Description of the task.
Rewrite the lines below as a numbered list, omitting any blank lines.

Records for this task.
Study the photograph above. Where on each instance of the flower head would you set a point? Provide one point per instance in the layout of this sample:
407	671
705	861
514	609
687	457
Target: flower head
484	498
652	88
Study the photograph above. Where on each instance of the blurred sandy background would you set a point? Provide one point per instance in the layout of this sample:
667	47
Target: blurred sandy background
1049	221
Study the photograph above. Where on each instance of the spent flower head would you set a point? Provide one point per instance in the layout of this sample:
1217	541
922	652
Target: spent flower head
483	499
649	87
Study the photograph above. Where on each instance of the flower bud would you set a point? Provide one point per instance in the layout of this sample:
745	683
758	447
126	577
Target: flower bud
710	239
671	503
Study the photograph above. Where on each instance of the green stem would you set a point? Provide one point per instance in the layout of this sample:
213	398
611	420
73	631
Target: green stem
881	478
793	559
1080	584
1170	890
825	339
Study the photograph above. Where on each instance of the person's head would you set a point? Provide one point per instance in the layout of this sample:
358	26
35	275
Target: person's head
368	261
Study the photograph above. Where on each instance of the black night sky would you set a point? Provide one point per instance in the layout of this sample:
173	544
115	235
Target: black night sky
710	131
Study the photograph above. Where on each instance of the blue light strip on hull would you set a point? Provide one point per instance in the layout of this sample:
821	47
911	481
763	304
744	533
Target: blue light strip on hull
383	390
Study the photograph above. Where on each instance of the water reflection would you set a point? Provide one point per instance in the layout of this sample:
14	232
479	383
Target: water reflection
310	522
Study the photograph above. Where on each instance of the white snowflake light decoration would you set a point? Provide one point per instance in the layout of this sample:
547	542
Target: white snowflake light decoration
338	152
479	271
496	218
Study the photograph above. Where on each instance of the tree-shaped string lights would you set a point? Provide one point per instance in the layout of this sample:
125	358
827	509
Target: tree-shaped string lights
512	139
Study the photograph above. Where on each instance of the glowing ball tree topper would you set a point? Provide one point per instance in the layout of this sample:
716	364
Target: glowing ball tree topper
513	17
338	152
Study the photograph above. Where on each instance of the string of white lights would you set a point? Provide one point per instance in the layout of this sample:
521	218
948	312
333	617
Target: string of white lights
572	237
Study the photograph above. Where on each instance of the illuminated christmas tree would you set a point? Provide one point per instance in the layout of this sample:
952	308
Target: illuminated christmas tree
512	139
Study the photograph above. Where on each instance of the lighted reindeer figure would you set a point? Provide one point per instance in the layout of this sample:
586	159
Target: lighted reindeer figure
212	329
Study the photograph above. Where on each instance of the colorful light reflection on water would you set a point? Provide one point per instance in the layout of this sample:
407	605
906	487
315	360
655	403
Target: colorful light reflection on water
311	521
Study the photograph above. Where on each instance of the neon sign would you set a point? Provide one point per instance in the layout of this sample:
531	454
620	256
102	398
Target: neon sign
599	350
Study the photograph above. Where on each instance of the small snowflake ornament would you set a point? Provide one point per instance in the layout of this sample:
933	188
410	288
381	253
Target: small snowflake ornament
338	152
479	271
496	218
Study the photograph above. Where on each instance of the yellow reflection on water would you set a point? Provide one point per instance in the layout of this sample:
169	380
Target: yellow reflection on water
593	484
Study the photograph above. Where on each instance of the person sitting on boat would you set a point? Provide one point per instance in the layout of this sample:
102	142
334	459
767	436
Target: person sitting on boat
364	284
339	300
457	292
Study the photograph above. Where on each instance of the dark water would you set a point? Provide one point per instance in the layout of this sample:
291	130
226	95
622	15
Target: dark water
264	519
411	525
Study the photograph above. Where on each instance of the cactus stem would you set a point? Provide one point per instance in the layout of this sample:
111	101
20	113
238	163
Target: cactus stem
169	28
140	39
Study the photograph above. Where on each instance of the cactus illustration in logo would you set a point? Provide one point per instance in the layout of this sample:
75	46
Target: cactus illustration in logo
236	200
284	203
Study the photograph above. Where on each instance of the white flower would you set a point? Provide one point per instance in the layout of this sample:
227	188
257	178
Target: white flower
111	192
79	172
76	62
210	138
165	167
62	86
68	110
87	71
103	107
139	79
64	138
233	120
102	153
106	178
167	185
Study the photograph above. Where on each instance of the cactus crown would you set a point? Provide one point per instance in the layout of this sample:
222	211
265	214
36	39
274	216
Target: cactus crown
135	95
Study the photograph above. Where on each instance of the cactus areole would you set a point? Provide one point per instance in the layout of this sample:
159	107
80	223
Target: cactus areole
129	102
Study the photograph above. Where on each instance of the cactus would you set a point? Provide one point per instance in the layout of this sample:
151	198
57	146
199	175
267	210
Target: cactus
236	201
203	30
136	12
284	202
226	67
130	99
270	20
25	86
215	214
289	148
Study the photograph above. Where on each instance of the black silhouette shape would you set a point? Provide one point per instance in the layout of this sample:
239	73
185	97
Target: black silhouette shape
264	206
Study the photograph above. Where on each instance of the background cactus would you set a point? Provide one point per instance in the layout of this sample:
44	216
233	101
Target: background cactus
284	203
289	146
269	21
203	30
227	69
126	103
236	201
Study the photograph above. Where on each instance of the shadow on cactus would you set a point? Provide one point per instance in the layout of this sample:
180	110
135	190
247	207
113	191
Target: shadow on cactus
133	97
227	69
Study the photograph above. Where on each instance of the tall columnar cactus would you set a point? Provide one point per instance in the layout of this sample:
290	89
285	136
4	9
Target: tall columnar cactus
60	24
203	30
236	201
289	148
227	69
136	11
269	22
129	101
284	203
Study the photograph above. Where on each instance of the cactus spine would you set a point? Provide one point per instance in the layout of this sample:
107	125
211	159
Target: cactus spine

The result.
1. Study the photograph above. Where on each instance of the flower head would you set a point? Provide one point per instance in the layout of this sample:
2. 407	671
3. 705	861
4. 514	609
5. 687	457
6. Target: flower head
7. 484	498
8. 652	88
9. Study the photograph above. Where on each instance of the blurred sandy background would you set a point? Provide one point per instance in the layout of this sample:
10. 667	47
11. Target: blurred sandy background
12. 1049	221
13. Study the photograph above. Where on each instance of the spent flower head would you set a point? Provide one point per instance in the layout of this sample:
14. 1217	541
15. 922	652
16. Target: spent flower head
17. 483	499
18. 649	87
19. Study the photograph above. Where on each instance of the flower bud would you set a point? Provide one point per instance in the layout of this sample:
20. 745	683
21. 758	447
22. 126	577
23. Target: flower bud
24. 710	239
25. 671	503
26. Study the photograph above. Where on each instance of the green stem would you set a point? Provide one point per instance in the layout of this sample:
27. 213	398
28. 611	420
29. 73	631
30. Target: green stem
31. 881	478
32. 793	559
33. 1080	584
34. 1170	890
35. 825	339
36. Study the photograph above. Where on each instance of the person's head would you set a point? Provide one point per instance in the layout of this sample:
37. 358	26
38. 35	275
39. Target: person's head
40. 368	261
41. Study the photograph above. Where on each instance of the black night sky would you set a point? Provide one point per instance in the layout of this sample:
42. 173	544
43. 115	235
44. Target: black night sky
45. 710	131
46. Study the photograph above. Where on each instance of the blue light strip on hull would you set a point? Provide one point per instance in the layout of this sample:
47. 821	47
48. 911	481
49. 763	304
50. 744	533
51. Target: blue light strip on hull
52. 383	390
53. Study the photograph above. Where on each instance of the water reflection would you set a point? Provide one point per instance in the layout of this sample:
54. 14	232
55. 479	383
56. Target: water reflection
57. 310	522
58. Study the photograph above. Where on each instance of the white snowflake light decoration would you set a point? Provide one point per instance in the layout of this sample:
59. 547	542
60. Target: white snowflake light decoration
61. 338	152
62. 479	271
63. 496	218
64. Study the photograph above. Where on each instance of the tree-shaped string lights would you set a point? Provide one point per instance in the layout of this sample:
65. 125	358
66. 827	509
67. Target: tree-shaped string lights
68. 512	139
69. Study the photograph above. Where on each instance of the glowing ball tree topper would you set a point? Provide one point per instance in the layout of this sample:
70. 716	364
71. Target: glowing ball tree topper
72. 513	17
73. 338	152
74. Study the photograph above. Where on each instance of the string of white lights would you set a point? Provide one point per instance in the layout of this sample:
75. 521	218
76. 948	312
77. 333	617
78. Target: string of white lights
79. 572	237
80. Study the photograph above. Where on each instance of the illuminated christmas tree would you set a point? Provide one point per instance in the layout of this sample:
81. 952	308
82. Target: illuminated christmas tree
83. 512	139
84. Study the photograph above. Where on each instance of the lighted reindeer figure would you set a point? Provide one point per instance in the layout of this sample:
85. 586	159
86. Target: lighted reindeer figure
87. 212	329
88. Study the photograph above. Where on each instance of the colorful light reflection on water would you set a point? Provide one point per instance in the layout of this sample:
89. 407	605
90. 906	487
91. 315	360
92. 655	403
93. Target: colorful light reflection on water
94. 311	521
95. Study the photograph above. Where on each instance of the neon sign would you set a point? Provide one point per instance in the layout of this sample:
96. 531	454
97. 620	256
98. 102	398
99. Target: neon sign
100. 599	350
101. Study the photograph above. Where on each instance of the small snowflake ornament would you set a point? Provide one point per instance in the layout of this sample:
102. 933	188
103. 410	288
104. 381	253
105. Target: small snowflake ornament
106. 338	152
107. 479	271
108. 496	218
109. Study the photograph above. Where on each instance of the yellow reflection on water would you set a point? Provide one point per instance in the layout of this sample:
110. 169	380
111. Target: yellow reflection on water
112. 593	484
113. Study the photograph above. Where on each instance of the person sitting on boat would you set a point? Provide one point per instance in the layout of this sample:
114. 102	142
115. 334	459
116. 767	436
117. Target: person sitting on boat
118. 364	284
119. 339	300
120. 457	292
121. Study the photograph above. Where on each instance of the dark water would you set a point? Provide one point per instance in the layout of this sample:
122. 291	130
123. 226	95
124. 622	15
125. Target: dark water
126. 264	519
127. 411	525
128. Study the photograph above. Where on each instance of the cactus stem would you set a point? Provide one point per instance in the layout of this sample:
129. 111	101
130. 20	113
131. 238	163
132. Target: cactus stem
133. 169	28
134. 140	39
135. Study the photograph above. Where on each instance of the cactus illustration in logo would you set a point? Provide one point per instance in the layout of this sample:
136. 75	46
137. Target: cactus illustration in logo
138. 236	200
139. 284	203
140. Study the photograph above. Where on each instance of the white flower would you set a point? Provide one point per instance in the layout of this sample:
141. 227	188
142. 257	178
143. Target: white flower
144. 111	192
145. 79	172
146. 76	62
147. 210	138
148. 165	167
149. 62	86
150. 68	110
151. 87	71
152. 103	107
153. 139	79
154. 64	138
155. 233	120
156. 102	153
157. 106	178
158. 167	185
159. Study the photograph above. Where on each instance of the cactus crown would you set a point? Provide one point per instance in the layout of this sample:
160. 222	211
161. 265	214
162. 36	39
163. 274	216
164. Target: cactus crown
165. 135	95
166. Study the photograph above. Where on each instance of the cactus areole would you set a point? Provide one point per instance in the layout of this sample:
167. 159	107
168. 80	223
169. Target: cactus areole
170. 129	102
171. Study the photograph above. Where on each instance of the cactus would you set a point? Provide one point per instance in the layout of this sample:
172. 151	198
173. 57	146
174. 199	175
175. 267	210
176. Target: cactus
177. 236	201
178. 203	30
179. 136	12
180. 284	202
181. 226	67
182. 130	99
183. 270	20
184. 25	86
185. 215	214
186. 289	148
187. Study the photograph above. Where on each instance of the black silhouette shape would you set a point? Provide one point per instance in the layout of this sample:
188. 239	73
189. 185	97
190. Target: black silhouette shape
191. 264	206
192. Study the photograph above. Where on each instance of the background cactus would you set a point? Provide one point per instance in the layout of this sample:
193. 44	216
194. 233	101
195. Target: background cactus
196. 284	203
197. 289	146
198. 269	21
199. 203	30
200. 227	69
201. 126	103
202. 236	201
203. Study the photograph above. Where on each instance of the shadow on cactus would you set a point? Provide one point per instance in the layout of this sample:
204. 180	110
205. 135	190
206. 247	207
207. 113	191
208. Target: shadow on cactus
209. 133	97
210. 227	69
211. Study the photograph above. Where on each instance of the tall columnar cactus would you set a point? Provide one point per instance in the layout of this sample:
212. 290	89
213. 285	136
214. 4	9
215. Target: tall columnar cactus
216. 60	24
217. 203	30
218. 236	201
219. 289	148
220. 227	69
221. 136	11
222. 269	22
223. 129	101
224. 284	203
225. Study the photograph above. Where on each instance of the cactus spine would you set a point? Provide one point per instance in the layout of this sample:
226. 107	125
227. 211	159
228. Target: cactus spine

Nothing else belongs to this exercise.